_DATA TO USE_
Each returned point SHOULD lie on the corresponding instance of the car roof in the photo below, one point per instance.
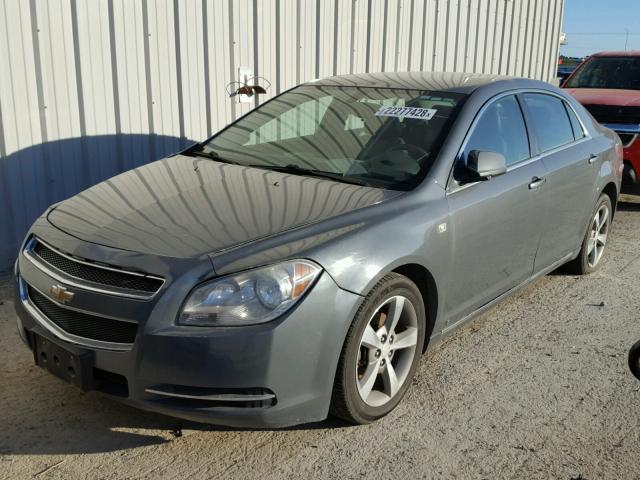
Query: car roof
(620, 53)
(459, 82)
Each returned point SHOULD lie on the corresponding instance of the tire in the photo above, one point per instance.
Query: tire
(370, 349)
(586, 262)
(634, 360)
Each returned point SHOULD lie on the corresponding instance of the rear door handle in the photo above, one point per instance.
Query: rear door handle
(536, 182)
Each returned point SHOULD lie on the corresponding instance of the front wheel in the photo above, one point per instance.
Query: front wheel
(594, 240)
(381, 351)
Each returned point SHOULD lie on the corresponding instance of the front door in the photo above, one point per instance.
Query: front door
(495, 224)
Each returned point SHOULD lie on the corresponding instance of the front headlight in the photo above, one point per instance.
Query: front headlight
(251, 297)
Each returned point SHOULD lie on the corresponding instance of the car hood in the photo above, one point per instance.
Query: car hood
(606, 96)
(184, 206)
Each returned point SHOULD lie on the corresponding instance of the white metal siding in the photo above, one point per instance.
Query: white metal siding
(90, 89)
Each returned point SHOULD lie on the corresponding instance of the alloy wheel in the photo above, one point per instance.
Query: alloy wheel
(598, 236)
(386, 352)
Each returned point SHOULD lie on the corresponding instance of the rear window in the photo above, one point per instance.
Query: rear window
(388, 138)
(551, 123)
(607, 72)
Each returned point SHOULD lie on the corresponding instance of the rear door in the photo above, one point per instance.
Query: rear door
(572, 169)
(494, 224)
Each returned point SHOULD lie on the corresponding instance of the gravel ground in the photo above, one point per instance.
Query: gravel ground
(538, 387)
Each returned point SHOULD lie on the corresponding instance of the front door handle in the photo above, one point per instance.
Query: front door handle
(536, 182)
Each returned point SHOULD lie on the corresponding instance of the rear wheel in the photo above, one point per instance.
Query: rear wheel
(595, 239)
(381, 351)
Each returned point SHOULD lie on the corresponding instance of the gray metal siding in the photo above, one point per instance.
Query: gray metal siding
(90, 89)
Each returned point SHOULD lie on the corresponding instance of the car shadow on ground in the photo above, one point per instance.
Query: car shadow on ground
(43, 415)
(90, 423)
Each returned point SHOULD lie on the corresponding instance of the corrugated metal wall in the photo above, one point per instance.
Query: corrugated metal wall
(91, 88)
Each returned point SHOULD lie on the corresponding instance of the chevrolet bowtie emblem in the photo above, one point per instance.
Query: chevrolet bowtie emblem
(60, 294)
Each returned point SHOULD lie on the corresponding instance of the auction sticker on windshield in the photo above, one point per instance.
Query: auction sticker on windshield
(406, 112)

* * *

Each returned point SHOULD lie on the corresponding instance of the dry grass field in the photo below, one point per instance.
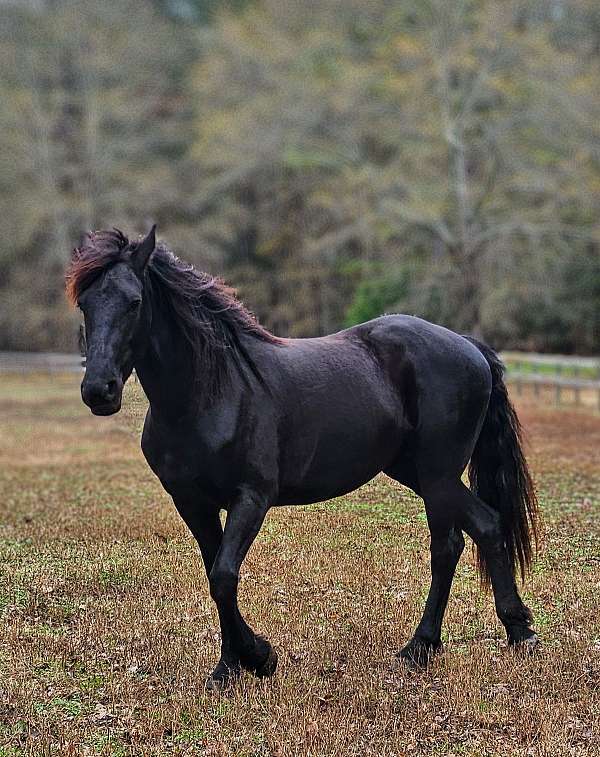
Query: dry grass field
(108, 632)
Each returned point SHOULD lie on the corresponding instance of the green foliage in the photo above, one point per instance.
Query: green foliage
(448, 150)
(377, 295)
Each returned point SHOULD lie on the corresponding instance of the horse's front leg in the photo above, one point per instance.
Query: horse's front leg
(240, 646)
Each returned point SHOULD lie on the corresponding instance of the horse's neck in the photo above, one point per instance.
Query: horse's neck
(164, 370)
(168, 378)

==

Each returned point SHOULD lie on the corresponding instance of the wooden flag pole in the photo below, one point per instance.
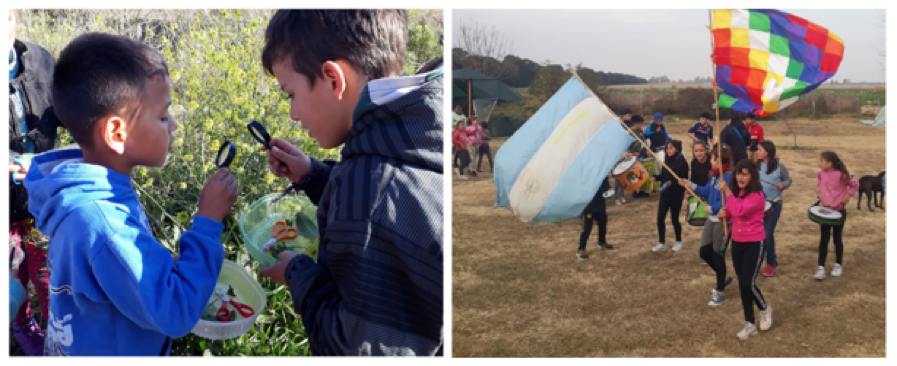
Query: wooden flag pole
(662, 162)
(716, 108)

_PROBLEM TO SOLVE_
List each line of the material above that contains the word "gray", reproducing every such line in full and in its original order.

_WORKED SOLUTION_
Each returned point SHOULD lie on the corresponding instance of the gray metal siding in the photo above, one point per instance.
Query: gray metal siding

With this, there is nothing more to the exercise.